What to produce | Find the line containing "# point at: the jacket sleeve" in the listing below. Repeat it exactly, along with each following line up to and including the one containing "# point at: the woman's".

[Data under study Boundary: Start]

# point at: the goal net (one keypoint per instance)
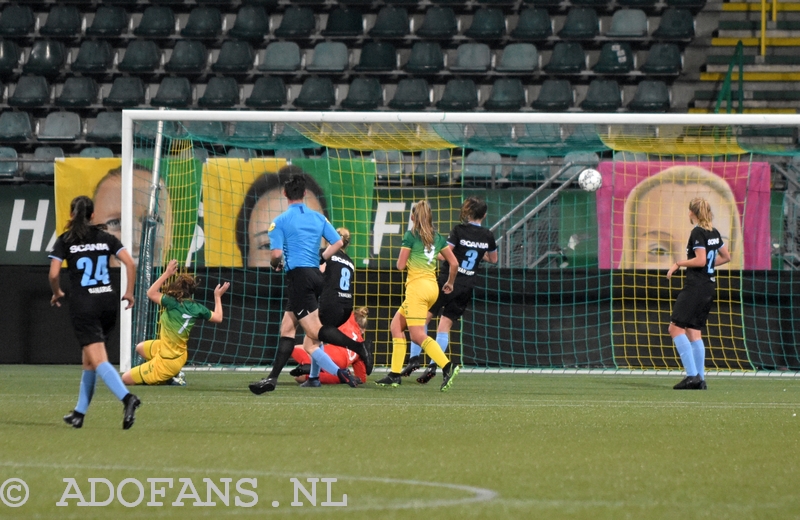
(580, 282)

[Data under study Boundary: End]
[Data under study Boundary: Start]

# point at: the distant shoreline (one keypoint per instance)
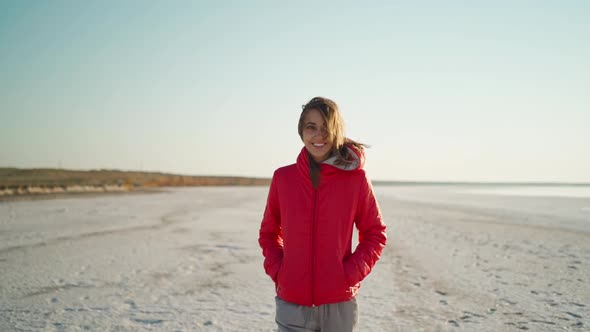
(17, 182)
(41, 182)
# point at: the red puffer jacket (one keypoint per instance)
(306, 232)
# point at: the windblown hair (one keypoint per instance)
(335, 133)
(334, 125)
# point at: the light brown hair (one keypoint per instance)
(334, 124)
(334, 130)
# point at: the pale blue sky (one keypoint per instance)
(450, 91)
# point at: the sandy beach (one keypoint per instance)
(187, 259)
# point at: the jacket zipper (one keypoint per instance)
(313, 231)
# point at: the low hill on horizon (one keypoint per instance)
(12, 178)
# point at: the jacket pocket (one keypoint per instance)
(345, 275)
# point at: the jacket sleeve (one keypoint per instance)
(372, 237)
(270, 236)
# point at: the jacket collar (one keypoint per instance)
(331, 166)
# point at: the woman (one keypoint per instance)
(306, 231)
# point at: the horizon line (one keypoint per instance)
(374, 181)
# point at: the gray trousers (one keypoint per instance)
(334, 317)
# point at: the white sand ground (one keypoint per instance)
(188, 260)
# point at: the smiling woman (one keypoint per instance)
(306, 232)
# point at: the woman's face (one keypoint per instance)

[Data under study Boundary: End]

The completed task |
# point at: the jacket sleeve (one keypoint per instance)
(372, 237)
(270, 236)
# point at: the jacket collar (one keypoint per instance)
(331, 166)
# point at: the woman (one keypoint per instance)
(306, 231)
# point at: the horizon line (one keypoint per instance)
(374, 181)
# point at: the gray trousers (one keypoint per instance)
(334, 317)
# point at: the white sand ground (one keypoint per instance)
(188, 260)
# point at: the smiling woman (one keypoint per instance)
(306, 232)
# point at: the woman's face (one keypoint per instance)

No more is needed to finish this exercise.